====== ENTRIES SUPPLIED

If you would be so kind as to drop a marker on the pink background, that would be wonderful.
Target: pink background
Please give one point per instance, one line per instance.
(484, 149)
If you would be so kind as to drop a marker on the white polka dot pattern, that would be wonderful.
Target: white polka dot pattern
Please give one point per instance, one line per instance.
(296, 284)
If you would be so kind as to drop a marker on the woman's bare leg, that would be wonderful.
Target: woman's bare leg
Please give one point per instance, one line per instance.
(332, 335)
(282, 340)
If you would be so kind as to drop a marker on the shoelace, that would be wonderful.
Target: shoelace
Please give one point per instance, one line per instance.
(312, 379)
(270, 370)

============
====== ENTRIES SUPPLIED

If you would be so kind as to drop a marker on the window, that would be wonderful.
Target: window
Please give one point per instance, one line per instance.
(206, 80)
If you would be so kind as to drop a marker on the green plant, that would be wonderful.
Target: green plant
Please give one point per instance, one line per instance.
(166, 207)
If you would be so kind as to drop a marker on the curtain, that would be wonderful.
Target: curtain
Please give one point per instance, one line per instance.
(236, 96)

============
====== ENTRIES SUPPLIED

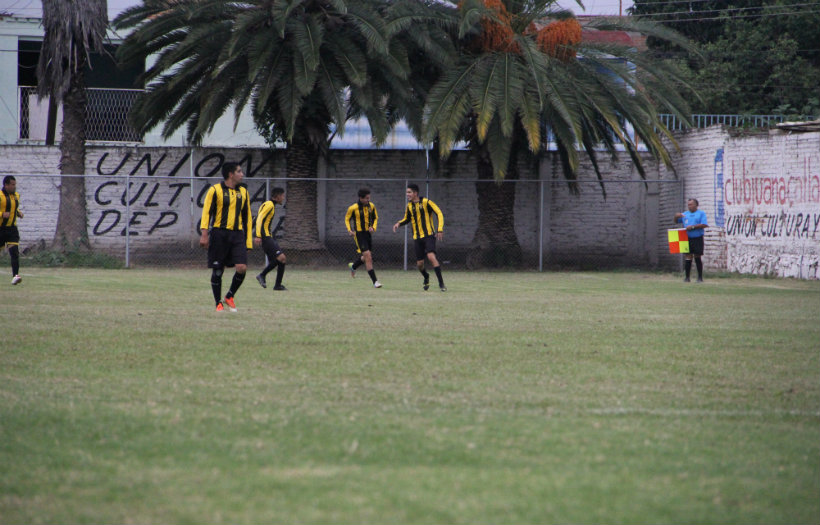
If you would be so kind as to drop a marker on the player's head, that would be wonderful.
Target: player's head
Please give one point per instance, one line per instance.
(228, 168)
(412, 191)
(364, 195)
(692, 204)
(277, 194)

============

REQUIRED TASK: Count the lines in the records above that contain the string "curtain". Reply with only the number.

FINAL RESULT: 2